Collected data

[Start of section]

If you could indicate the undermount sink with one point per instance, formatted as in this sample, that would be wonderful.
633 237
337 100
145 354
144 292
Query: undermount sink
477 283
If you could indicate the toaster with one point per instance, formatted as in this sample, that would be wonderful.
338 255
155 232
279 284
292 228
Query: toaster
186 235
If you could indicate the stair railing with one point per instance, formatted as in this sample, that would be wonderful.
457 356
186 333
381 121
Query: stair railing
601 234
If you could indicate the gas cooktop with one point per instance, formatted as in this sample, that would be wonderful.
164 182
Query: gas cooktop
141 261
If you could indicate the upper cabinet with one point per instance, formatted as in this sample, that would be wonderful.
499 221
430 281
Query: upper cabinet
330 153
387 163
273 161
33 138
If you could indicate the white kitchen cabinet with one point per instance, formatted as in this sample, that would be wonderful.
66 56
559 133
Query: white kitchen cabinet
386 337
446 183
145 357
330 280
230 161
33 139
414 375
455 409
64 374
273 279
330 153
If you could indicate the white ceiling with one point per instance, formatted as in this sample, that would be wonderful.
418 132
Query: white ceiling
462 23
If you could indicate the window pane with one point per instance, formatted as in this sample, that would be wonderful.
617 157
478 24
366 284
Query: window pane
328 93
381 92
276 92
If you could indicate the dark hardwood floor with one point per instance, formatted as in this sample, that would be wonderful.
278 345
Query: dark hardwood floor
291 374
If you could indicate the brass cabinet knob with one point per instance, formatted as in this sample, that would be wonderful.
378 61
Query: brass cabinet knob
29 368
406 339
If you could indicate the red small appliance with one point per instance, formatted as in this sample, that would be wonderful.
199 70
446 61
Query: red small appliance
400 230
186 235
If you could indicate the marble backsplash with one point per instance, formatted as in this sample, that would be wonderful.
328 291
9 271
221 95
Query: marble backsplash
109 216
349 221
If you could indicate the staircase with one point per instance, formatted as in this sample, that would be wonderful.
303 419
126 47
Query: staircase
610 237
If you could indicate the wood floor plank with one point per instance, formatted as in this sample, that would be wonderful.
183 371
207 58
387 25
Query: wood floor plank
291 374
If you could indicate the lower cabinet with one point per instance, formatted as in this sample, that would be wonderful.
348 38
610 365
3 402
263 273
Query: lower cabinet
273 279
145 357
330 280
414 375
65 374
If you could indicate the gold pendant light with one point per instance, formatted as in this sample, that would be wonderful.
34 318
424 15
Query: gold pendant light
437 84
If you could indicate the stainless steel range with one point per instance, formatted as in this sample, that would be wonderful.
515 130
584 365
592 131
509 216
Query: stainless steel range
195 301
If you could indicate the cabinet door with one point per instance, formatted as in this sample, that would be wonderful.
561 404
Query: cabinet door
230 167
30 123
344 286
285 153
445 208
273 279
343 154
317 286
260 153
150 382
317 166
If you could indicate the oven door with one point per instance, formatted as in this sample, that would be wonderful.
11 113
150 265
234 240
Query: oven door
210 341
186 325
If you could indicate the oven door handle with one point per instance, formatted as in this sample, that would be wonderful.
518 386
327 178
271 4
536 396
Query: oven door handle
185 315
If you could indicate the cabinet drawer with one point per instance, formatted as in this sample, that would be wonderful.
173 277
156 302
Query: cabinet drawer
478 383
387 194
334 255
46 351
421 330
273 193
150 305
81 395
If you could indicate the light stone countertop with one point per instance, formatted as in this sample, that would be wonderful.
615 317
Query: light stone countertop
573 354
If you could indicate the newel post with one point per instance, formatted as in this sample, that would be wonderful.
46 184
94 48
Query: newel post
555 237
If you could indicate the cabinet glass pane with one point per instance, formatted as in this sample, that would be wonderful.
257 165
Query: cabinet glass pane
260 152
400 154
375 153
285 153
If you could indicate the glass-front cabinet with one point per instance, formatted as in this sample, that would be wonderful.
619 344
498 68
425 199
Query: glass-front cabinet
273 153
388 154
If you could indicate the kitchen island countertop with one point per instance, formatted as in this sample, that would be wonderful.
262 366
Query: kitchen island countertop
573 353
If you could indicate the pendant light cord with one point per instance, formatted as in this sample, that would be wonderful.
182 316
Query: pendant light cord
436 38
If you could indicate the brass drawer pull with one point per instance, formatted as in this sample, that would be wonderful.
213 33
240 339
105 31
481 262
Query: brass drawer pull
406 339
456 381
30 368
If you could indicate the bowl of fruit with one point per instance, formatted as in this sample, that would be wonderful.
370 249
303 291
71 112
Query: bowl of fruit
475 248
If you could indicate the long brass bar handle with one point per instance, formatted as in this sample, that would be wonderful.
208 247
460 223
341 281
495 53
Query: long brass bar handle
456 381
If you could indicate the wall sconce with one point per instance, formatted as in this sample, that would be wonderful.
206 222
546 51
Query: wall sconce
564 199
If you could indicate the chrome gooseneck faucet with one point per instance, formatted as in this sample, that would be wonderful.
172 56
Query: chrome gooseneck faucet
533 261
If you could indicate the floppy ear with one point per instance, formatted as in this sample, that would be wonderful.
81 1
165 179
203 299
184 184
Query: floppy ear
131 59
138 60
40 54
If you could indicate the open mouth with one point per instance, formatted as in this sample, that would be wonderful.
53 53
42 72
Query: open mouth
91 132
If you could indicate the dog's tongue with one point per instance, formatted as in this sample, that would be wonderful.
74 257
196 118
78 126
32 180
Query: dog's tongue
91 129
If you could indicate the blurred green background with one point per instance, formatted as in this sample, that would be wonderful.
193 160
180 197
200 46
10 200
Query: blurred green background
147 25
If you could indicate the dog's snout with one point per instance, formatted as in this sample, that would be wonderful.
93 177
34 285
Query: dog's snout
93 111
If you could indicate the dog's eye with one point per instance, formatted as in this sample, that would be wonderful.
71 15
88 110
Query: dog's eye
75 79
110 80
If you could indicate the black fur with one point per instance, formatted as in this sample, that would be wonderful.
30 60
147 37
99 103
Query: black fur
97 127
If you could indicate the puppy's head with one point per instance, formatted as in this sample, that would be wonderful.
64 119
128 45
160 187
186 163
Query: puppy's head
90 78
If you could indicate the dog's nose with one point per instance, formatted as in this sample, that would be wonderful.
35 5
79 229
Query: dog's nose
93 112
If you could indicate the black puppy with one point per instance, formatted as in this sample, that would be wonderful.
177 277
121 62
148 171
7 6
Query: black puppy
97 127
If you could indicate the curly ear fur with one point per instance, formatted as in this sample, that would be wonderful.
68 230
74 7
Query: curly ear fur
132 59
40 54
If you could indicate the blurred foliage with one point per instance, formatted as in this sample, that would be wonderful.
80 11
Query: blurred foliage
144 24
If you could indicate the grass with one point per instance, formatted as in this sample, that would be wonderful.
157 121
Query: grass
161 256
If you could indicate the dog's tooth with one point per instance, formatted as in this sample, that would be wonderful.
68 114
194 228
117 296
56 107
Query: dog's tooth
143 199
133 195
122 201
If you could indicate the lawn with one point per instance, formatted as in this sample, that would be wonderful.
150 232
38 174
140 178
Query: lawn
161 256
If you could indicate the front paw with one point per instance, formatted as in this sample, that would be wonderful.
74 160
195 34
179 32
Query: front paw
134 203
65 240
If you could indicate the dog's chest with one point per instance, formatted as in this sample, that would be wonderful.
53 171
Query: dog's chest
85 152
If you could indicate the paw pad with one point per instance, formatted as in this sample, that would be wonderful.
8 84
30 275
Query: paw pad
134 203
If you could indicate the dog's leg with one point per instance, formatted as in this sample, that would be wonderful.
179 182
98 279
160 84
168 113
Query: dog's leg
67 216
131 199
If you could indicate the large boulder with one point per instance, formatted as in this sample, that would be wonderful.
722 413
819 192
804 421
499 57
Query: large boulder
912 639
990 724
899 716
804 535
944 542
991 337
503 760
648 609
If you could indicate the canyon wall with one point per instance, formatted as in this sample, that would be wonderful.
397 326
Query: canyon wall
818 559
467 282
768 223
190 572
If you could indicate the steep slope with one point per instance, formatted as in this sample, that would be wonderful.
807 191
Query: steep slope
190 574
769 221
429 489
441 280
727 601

[End of section]

> **Work instructions**
Beginning at the line that holds "If you could indicate the large", reproduce each line of the records above down to and including the last one.

> **Answer to this exercise**
If you could indicate the large boulder with one point per instance, formatted as in this sample, that would be wonderful.
722 413
819 192
804 421
499 57
Query: large boulder
912 639
990 724
899 716
804 535
944 542
991 337
503 760
648 609
If you could indicate the canyon wall with one point per instance, formatted as in this sample, that would be wonderful.
397 326
Query: canyon wall
818 559
467 282
768 223
190 572
If you could indicate the steep slope with one point per instance, formatted as in this sample, that would be wonderful.
807 191
Query: steep slope
190 574
769 221
429 489
441 280
727 601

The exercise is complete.